Reproduce the data that follows precisely.

(Records from a collection)
"""
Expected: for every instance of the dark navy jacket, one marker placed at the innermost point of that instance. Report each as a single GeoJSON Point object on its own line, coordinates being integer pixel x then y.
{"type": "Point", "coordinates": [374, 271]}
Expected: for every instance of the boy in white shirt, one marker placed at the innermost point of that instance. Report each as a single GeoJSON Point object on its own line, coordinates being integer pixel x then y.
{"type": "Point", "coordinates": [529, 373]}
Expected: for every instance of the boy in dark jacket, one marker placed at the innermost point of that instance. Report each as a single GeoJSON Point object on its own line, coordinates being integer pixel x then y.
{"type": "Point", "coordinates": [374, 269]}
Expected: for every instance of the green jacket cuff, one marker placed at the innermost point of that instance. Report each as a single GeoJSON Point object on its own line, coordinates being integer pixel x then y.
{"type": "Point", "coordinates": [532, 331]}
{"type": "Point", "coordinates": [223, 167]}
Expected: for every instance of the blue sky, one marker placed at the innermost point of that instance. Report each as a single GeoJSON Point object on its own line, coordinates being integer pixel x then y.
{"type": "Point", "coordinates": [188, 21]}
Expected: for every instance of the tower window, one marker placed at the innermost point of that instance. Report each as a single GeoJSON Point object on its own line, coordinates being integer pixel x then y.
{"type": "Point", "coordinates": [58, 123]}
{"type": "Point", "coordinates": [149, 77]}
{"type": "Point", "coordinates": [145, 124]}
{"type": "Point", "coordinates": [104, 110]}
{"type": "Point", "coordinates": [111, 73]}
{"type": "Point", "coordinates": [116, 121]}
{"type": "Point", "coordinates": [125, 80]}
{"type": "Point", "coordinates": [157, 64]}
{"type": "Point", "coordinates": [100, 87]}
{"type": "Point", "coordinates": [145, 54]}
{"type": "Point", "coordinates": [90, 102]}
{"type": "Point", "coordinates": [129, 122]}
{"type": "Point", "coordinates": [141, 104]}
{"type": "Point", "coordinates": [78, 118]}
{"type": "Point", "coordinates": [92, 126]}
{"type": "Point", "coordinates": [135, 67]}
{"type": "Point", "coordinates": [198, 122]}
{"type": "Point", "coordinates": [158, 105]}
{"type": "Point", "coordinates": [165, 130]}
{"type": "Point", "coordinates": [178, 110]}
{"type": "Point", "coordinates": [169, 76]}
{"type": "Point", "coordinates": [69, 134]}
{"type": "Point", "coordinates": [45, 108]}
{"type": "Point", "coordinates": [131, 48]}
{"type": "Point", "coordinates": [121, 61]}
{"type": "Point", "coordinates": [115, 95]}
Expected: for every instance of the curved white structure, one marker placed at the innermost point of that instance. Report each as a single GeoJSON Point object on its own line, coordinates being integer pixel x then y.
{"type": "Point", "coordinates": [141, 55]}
"""
• _Answer space_:
Expected: for every instance of the dark navy jacket, one marker placed at the innermost point of that instance. Report each as a single GeoJSON Point object on its own line, coordinates being integer pixel x then y.
{"type": "Point", "coordinates": [374, 271]}
Expected: for every instance of the boy in white shirt, one marker placed at the innermost point of that instance. Report each as a single GeoJSON Point object on its own line, coordinates being integer pixel x then y.
{"type": "Point", "coordinates": [529, 373]}
Expected: for every instance of the boy in dark jacket, one marker placed at the innermost point of that instance. Report each as a single GeoJSON Point object on its own line, coordinates being integer pixel x then y.
{"type": "Point", "coordinates": [374, 269]}
Expected: for every instance of the green jacket cuff, one marker placed at the innermost point of that instance. Report each as a single GeoJSON Point object on its own line, coordinates being integer pixel x then y.
{"type": "Point", "coordinates": [532, 331]}
{"type": "Point", "coordinates": [223, 167]}
Expected: for every instance of the blue sky, one marker placed at the innermost point of that instance. Report each as a single GeoJSON Point object on its own line, coordinates being integer pixel x then y.
{"type": "Point", "coordinates": [188, 21]}
Expected: for every instance of the tower window, one marker placed at the innermost point of that instance. Report each as a single GeoJSON Point object on its own line, coordinates being integer pixel x then y.
{"type": "Point", "coordinates": [58, 123]}
{"type": "Point", "coordinates": [149, 77]}
{"type": "Point", "coordinates": [145, 124]}
{"type": "Point", "coordinates": [104, 110]}
{"type": "Point", "coordinates": [111, 73]}
{"type": "Point", "coordinates": [116, 121]}
{"type": "Point", "coordinates": [125, 80]}
{"type": "Point", "coordinates": [157, 64]}
{"type": "Point", "coordinates": [100, 87]}
{"type": "Point", "coordinates": [145, 54]}
{"type": "Point", "coordinates": [90, 102]}
{"type": "Point", "coordinates": [129, 122]}
{"type": "Point", "coordinates": [141, 104]}
{"type": "Point", "coordinates": [78, 118]}
{"type": "Point", "coordinates": [92, 126]}
{"type": "Point", "coordinates": [135, 67]}
{"type": "Point", "coordinates": [198, 122]}
{"type": "Point", "coordinates": [158, 105]}
{"type": "Point", "coordinates": [165, 130]}
{"type": "Point", "coordinates": [178, 110]}
{"type": "Point", "coordinates": [169, 76]}
{"type": "Point", "coordinates": [69, 134]}
{"type": "Point", "coordinates": [45, 108]}
{"type": "Point", "coordinates": [131, 48]}
{"type": "Point", "coordinates": [121, 61]}
{"type": "Point", "coordinates": [115, 95]}
Expected: for every instance of the curved white structure, one marker placed at the innermost point of that instance. Report each as a single GeoJSON Point object on its own line, coordinates being integer pixel x then y.
{"type": "Point", "coordinates": [141, 55]}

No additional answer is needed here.